_What you should do_. Here are some entries. Print them exactly as they are.

Records excerpted from a collection
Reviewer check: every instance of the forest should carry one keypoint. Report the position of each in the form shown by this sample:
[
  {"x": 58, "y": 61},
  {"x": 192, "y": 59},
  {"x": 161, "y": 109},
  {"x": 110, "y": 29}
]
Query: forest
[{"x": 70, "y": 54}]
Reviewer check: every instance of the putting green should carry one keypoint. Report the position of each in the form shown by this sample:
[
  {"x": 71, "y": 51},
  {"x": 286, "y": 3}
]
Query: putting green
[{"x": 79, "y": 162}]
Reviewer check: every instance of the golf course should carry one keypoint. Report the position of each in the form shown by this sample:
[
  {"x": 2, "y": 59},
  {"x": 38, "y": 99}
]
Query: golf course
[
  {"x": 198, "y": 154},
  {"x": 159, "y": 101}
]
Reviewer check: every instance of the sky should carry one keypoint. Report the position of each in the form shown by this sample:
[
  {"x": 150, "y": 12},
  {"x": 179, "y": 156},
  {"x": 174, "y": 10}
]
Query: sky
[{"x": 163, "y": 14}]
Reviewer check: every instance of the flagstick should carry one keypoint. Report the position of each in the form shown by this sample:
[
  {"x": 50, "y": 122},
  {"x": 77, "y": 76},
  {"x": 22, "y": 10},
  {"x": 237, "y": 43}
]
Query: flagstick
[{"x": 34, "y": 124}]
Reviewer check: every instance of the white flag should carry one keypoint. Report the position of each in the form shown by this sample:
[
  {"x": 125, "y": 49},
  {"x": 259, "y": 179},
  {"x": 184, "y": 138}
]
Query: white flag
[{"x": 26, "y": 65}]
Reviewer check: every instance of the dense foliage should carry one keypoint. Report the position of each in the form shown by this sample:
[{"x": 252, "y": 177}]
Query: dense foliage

_Response to this exercise_.
Reviewer check: every instance of the forest should carry one keypoint. Report the position of each in the form shown by this sample:
[
  {"x": 58, "y": 61},
  {"x": 192, "y": 59},
  {"x": 161, "y": 109},
  {"x": 110, "y": 29}
]
Query: forest
[{"x": 70, "y": 54}]
Reviewer check: every instance of the putting green should carry one keypoint. Report the position of each in the form shown by this sample:
[
  {"x": 71, "y": 51},
  {"x": 286, "y": 3}
]
Query: putting green
[{"x": 79, "y": 162}]
Reviewer check: every instance of the golf course should carry one keypoint. Report the position of each in the form shown by this sample:
[
  {"x": 2, "y": 59},
  {"x": 38, "y": 99}
]
Query: golf course
[
  {"x": 198, "y": 154},
  {"x": 159, "y": 101}
]
Reviewer check: every instance of the sky should carry one keypoint. Report the position of each in the form shown by this sample:
[
  {"x": 150, "y": 12},
  {"x": 179, "y": 156},
  {"x": 174, "y": 10}
]
Query: sky
[{"x": 163, "y": 14}]
Reviewer check: every instance of the flagstick should carry one keypoint. Report the position of each in the form shown by this sample:
[
  {"x": 50, "y": 122},
  {"x": 77, "y": 76},
  {"x": 22, "y": 10},
  {"x": 237, "y": 43}
]
Query: flagstick
[{"x": 34, "y": 124}]
Reviewer check: every instance of the white flag should carry one keypoint. Report the position of each in the form shown by this sample:
[
  {"x": 125, "y": 49},
  {"x": 259, "y": 179},
  {"x": 184, "y": 138}
]
Query: white flag
[{"x": 26, "y": 65}]
Reviewer check: every instance of the dense foliage should carry one keypoint. Report the position of each in the form shown by this sample:
[{"x": 252, "y": 177}]
Query: dense foliage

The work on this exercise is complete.